Tasks and exercises:
1. In the Chinese New Year article, which organization plans the festivities in San Francisco?
2. Repeat the Chinese New Year article word for word from "The Chinese Historical" up to and including "as the activities.".
3. Write the next part of the Chinese New Year article, picking up after its last sentence.

Extract:
-----

Chinatowns from coast to coast come alive to celebrate longevity, abundance, and new beginnings with parades, pageants, parties, and plenty of feasting

ONLY once in the lunar year comes the chance to see lions and dragons dance in the streets.

You must push through the crowds to see: Colorful ceremonial creatures roam the Chinese neighborhoods to the relentless racket of tiny red firecrackers exploding everywhere.

Red and gold Chinese kites fly overhead, and in restaurants, Chinese chefs do tricks with noodles by tossing them high in the air.

Happy Chinese New Year.

Or, "Gung Hay Fat Choy."

Started on January 23, this is the year of the rooster, the year 4691 by the lunar calendar.

The Chinese New Year has always been the most significant celebration in the People's Republic of China. In old days - before the era of Mao Tse-tung - the celebrating continued until the Feast of the Lanterns, usually the l5th of the first month of the Chinese New Year. Today, it can vary from three days to three weeks. For most Chinese, it is a time for family gathering and feasting.

The most magnificent New Year events in the United States are in San Francisco where the large Chinese population enjoys an unequaled list of festivities planned by the Chinese Chamber of Commerce. Most activities are free and open to the public.

The Chinese New Year kickoff at Union Square heads a series of events such as the Children's Kite Festival, a 1993 Miss Chinatown USA Pageant, a coronation ball, fashion show, community street fair, and a Queen's Cup Volleyball Tournament.

The Chinese Historical Society and Museum presents timely exhibits. There is a Chinese New Year Parade on Feb. 6, a Chinatown Carnival, a second Spring Festival, and a Chinese New Year Walk. Many non-Chinese also celebrate, enjoying the special holiday dishes and banquets as well as the activities.

Eating is a dominant part of the holiday for everyone. Before the feasting begins, however, there are important customs and rituals for Chinese families.

This is a time for clean slates, fresh starts, and new resolutions. Bills are paid. Houses are cleaned from top to bottom. Chinese children look forward to sweets and don new clothes; and in some households, they are not punished when they misbehave. Many couples are married at this time.

Food is bought in abundance, as well as flowers, such as branches of quince blossoms. The holiday is also known as the Spring Festival.

-----

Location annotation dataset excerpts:

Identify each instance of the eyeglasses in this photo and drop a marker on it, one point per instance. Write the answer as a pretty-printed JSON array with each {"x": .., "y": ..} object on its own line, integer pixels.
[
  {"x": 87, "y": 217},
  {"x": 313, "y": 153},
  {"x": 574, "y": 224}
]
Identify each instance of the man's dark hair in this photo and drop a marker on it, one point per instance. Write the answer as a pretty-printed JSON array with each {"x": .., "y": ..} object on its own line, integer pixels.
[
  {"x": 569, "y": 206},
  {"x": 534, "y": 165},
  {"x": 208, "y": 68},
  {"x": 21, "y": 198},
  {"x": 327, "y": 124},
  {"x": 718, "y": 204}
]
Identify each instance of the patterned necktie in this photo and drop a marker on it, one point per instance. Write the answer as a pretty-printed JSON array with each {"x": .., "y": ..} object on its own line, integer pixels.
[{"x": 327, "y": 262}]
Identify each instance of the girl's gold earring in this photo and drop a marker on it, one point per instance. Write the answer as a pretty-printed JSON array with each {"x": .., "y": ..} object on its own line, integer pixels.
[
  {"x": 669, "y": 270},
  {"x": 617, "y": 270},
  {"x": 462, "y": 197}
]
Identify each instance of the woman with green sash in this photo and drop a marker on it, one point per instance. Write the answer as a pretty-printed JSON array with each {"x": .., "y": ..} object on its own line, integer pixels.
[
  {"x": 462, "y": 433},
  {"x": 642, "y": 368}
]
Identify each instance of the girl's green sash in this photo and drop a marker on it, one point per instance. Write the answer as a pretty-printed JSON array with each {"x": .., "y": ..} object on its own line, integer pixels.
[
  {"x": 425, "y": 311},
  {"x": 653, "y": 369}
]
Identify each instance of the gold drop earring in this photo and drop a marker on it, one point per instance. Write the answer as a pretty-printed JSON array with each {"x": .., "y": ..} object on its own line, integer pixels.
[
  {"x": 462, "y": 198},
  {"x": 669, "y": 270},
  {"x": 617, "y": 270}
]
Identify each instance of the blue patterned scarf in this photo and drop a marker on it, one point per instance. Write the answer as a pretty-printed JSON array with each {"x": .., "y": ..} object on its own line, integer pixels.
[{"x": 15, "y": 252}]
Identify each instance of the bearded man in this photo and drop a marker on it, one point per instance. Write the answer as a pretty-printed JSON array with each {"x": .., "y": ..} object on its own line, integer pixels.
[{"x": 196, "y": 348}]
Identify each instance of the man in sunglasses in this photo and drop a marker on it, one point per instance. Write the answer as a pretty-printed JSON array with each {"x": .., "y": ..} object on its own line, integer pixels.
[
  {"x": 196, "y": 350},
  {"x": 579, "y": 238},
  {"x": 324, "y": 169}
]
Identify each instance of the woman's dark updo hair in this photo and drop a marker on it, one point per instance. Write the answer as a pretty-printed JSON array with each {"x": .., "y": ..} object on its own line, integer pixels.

-----

Set of answers:
1. The Chinese Chamber of Commerce.

2.
The Chinese Historical Society and Museum presents timely exhibits. There is a Chinese New Year Parade on Feb. 6, a Chinatown Carnival, a second Spring Festival, and a Chinese New Year Walk. Many non-Chinese also celebrate, enjoying the special holiday dishes and banquets as well as the activities.

3.
The preparations for the New Year are almost as interesting as the celebrations themselves, says San Francisco resident Bruce Cost.

"It's the rush to be ready. It works up to a crescendo as the New Year comes closer and store owners stock up on supplies," says Mr. Cost, a chef, food writer, and teacher of Chinese and Southeast Asian cooking.

"The streets of Chinatown are full of activity," Cost continues.

"There are truckloads of quince blossoms. Many special delicacies you can't get other times of the year will now be available. Stacks and crates of goods are being delivered. Street vendors, stores, and market stalls display more of everything this time of year - clothes, toys, and especially food. Huge baskets and boxes of citrus such as oranges, tangerines, and the giant, grapefruit-like fruit called pomelo are displayed. The stores are selling mini-kumquat trees and little orange trees."

On the East Coast, red and gold good-luck signs and colorful dragon dances brighten the somber, gray days of winter.

In New York and Boston the traditional parade animals delight children who, with their parents, crowd the Chinatown streets for the spectacle. Brightly colored dragon or lion figures of papier-mache are supported by men who walk beneath.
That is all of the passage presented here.